▶ **Selected extract**:
Question

If $\alpha, \beta$ are roots of the equation $p (x^{2}-x)+x+5=0$ and $p_{1}, p_{2}$ are two values of p for which the roots $\alpha, \beta$ are connected by the relation $\frac{\alpha}{\beta}+\frac{\beta}{\alpha}=\frac{4}{5}$, then the value of $\frac{p_{1}}{p_{2}}+\frac{p_{2}}{p_{1}}$ equals

• A. $254$
• B. $0$
• C. $245$
• D. $-254$

Answer 1

Answer: (A)

Given equation is, $p(x^{2}-x) +x+5=0$
$\Rightarrow px^{2}-(p-1)x+5=0$
$\Rightarrow \alpha+\beta=\frac{p-1}{p}$ and
$\alpha \beta=\frac{5}{p}$
Now, $\frac{\alpha}{\beta}+\frac{\beta}{\alpha}=\frac{4}{5}$
$\Rightarrow \frac{\left(\alpha+\beta\right)^{2}-2\alpha\beta}{\alpha\beta}=\frac{4}{5}$
$\Rightarrow \frac{\left(p-1\right)^{2}-10p}{5p}=\frac{4}{5}$
$\Rightarrow p^{2}-16p+1=0$
$ \begin{cases} & \text {$p_{1}+p_{2}=16$ } \\[2ex] & \text { $p_{1}p_{2}=1$ } \end{cases}$
Now, $\frac{p_{1}}{p_{2}}+\frac{p_{2}}{p_{1}}$
$=\frac{\left(p_{1}+p_{2}\right)^{2}-2p_{1}p_{2}}{p_{1}p_{2}}$
$\therefore $ Required value is $= 254$

▶ **Recorded information**:
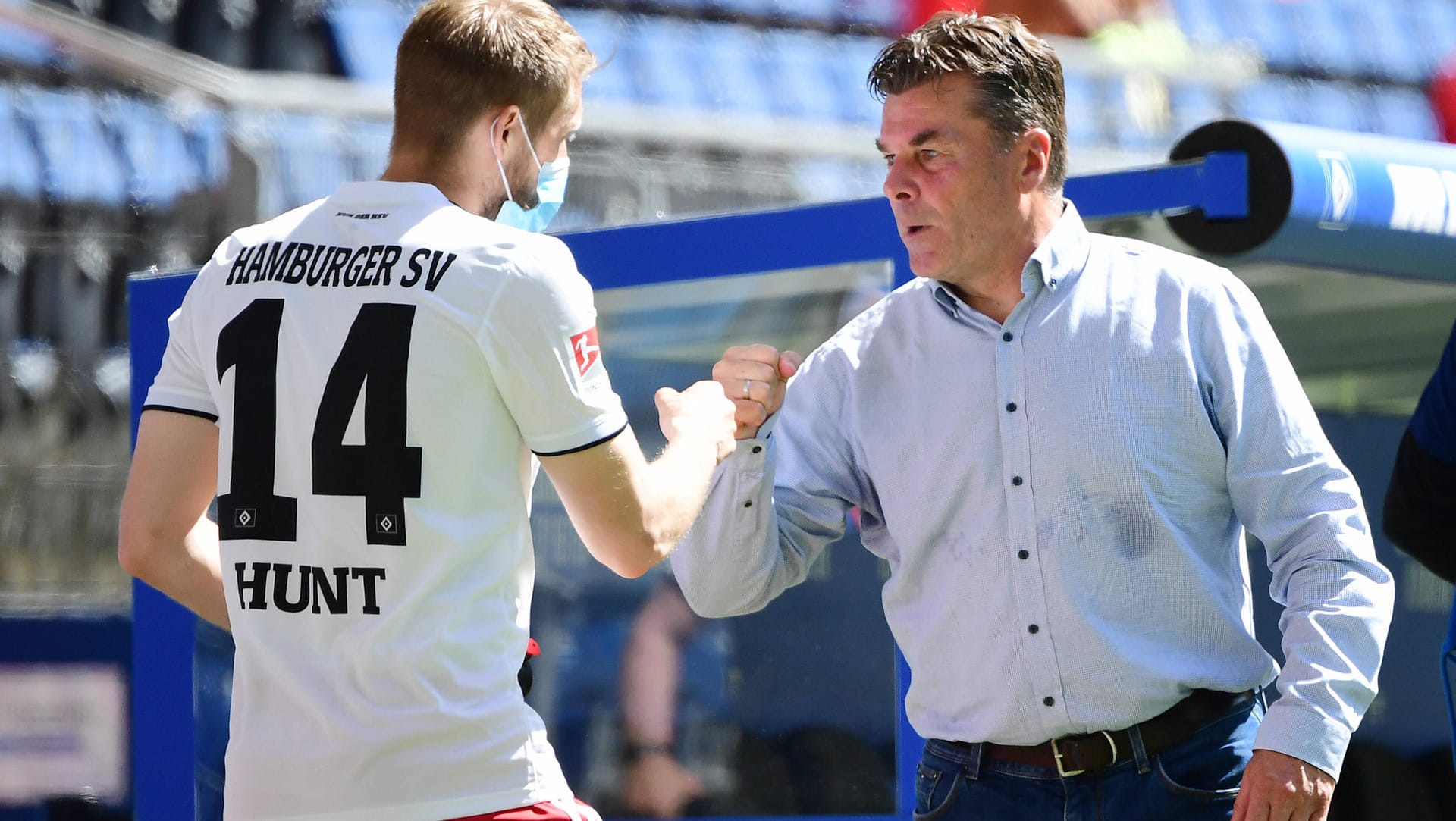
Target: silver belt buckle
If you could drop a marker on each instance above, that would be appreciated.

▶ **Request**: In the worked solution to the quadratic-roots problem above, what quadratic equation in p is obtained?

▶ **Response to the exercise**: p² − 16p + 1 = 0